EXERCISE: Would you quote the material below in full and unchanged?

--

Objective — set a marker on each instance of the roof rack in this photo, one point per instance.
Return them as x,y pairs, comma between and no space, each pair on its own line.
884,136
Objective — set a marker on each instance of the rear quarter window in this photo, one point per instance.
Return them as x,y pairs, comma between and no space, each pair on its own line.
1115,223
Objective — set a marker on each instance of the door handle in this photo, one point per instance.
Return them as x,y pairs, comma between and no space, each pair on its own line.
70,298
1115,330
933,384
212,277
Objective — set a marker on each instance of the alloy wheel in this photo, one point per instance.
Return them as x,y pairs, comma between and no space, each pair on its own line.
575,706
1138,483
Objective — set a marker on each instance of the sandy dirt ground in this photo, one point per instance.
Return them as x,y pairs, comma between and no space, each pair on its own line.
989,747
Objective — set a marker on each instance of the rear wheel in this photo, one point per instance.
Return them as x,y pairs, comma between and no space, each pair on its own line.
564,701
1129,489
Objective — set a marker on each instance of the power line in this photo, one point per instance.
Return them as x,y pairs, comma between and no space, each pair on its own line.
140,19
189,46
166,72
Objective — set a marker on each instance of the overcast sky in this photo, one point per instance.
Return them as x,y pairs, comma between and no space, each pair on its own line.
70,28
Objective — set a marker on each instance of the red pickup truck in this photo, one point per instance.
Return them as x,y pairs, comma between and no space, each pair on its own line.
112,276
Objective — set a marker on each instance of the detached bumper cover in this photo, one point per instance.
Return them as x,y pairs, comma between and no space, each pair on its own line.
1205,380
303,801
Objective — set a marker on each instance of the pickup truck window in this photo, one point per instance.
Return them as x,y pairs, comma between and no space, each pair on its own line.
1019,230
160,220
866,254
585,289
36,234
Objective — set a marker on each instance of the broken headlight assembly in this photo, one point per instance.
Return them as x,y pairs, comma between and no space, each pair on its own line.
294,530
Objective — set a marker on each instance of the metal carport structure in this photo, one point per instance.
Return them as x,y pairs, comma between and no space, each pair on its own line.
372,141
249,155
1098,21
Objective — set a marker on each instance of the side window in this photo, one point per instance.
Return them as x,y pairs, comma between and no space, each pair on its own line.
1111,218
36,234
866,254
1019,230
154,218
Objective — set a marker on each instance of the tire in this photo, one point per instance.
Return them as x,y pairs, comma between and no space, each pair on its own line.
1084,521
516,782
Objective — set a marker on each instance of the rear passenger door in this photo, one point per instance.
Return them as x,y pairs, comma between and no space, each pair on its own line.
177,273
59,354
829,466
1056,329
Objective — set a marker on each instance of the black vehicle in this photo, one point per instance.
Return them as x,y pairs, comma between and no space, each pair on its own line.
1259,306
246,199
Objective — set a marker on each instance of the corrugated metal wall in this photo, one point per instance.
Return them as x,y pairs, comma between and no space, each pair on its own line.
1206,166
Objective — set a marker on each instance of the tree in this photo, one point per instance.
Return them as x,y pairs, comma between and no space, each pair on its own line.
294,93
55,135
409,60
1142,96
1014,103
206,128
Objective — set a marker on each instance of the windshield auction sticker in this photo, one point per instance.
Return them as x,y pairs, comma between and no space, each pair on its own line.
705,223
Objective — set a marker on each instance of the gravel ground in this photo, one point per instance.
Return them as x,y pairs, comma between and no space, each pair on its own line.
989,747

--

COMPLETE OUTPUT:
Objective — set a marker on each instance of the roof rack in this photo, one point per instance.
Return them as x,y pairs, comma between and no space, each pair on its own line.
884,136
Objective — set a marker on each instance of the rear quarter window in this photo, one point per instance.
Return them as x,y pairs, comma between and no space, each pair on its own line.
1115,223
Objective — set a marker on each instance of the door handle in this photo, one point per instance.
Return them as x,y pairs, comma between and no space, each pair on its own line.
70,298
1115,330
933,384
212,277
Objective — set a marker on each instance of the alloy wheel in this photo, one point per instance.
Return them as x,y pairs, comma between and no space, each pair on its own line.
575,706
1138,483
Objective — set a marker on each instance of the sandy dirt ground in this photo, one point per instance.
Return them as x,y pairs, comma between and no space, each pair on its own line.
989,747
Objective — set a marker on each instance of the rear wheel in this photo, one point per instance.
Return them as x,y pairs, comma between and no space, each pair on its own line.
564,701
1129,489
Objective — set a marker on each instance of the power line in this photo, one point per instance.
Return them as x,y pairs, comma between and no space, each pair on its own line.
140,19
189,46
166,72
Objective — set a marker on each instance of the overcast sky in this photo, one point per instance.
Return them as x,y pairs, comma between and no space, each pair on its own line.
70,28
Objective — set a marker on each instance of the red pickup truck in this photo, one point per instance.
Return them as x,y pairs, comma between and no space, each pair on its own line.
112,276
Objective — set a marker on each instance of the detached bumper cover in this photo, one point per instance.
Return them as x,y pairs, comma between and no space, each pair on its own line.
1205,380
303,801
Objective — set a marker on each instance of the pickup truck window in this photo, one point per instance.
Return them as x,y pairs, comma between and no space, each pair on its own line.
1019,230
160,220
866,254
585,289
36,234
Objective — set a marker on each instance of the broken headlight assembly in this photo, one point per instance.
Return them as x,y pairs, comma between and no space, each pair on its own line.
294,530
Objective — set a marker on each instance of the metal carport structure in this photo, one point per instance.
Return them as x,y pairs, comma between and no space, each pair on its own line.
372,141
249,155
1098,21
Objective — set a marker on each instance of the side window in this photo, one point per instance.
Return them as x,y pairs, comma between and no space, each pair on its own line.
1111,218
36,234
866,254
1019,230
154,218
Objective — set a marker on each instance of the tire in this photo, one point per instance.
Return them as x,y pairs, comma between and no space, each pair on its own line.
1084,521
516,782
Objective — set a marker on each instance of the rear passenger door in this photo, one point per instance.
Return them as x,y pairs, comma between and no space, each pair on its own line.
177,273
59,354
829,466
1056,329
Objective — set a marker on each instance of the black vehicle in this photo, one point per instance.
Return them as x,y pairs, comma between and no space, each pair on its own line.
1259,306
246,199
Objective — set a marker on each instance of the corrugated metal wall in this photo, one point per instance.
Return them as x,y pairs, comma between and no space, each pair on its own line.
1206,166
Objective — set a marker on each instance of the tree in this photo, one point per instance.
Return them as x,y pairs, comma between and no space, each pair on its own line.
294,93
55,135
409,60
1142,96
1014,103
206,128
Objective — set a marker on each instance of the windshield auction sticker in this photo, one point per instance.
Return them as x,y pairs, comma between and no space, each pair on its own line.
705,223
Objective — set a marker on each instance of the gravel ground in this photo, one point per instance.
Return them as x,y pairs, comma between and no space, each pair on its own line.
989,747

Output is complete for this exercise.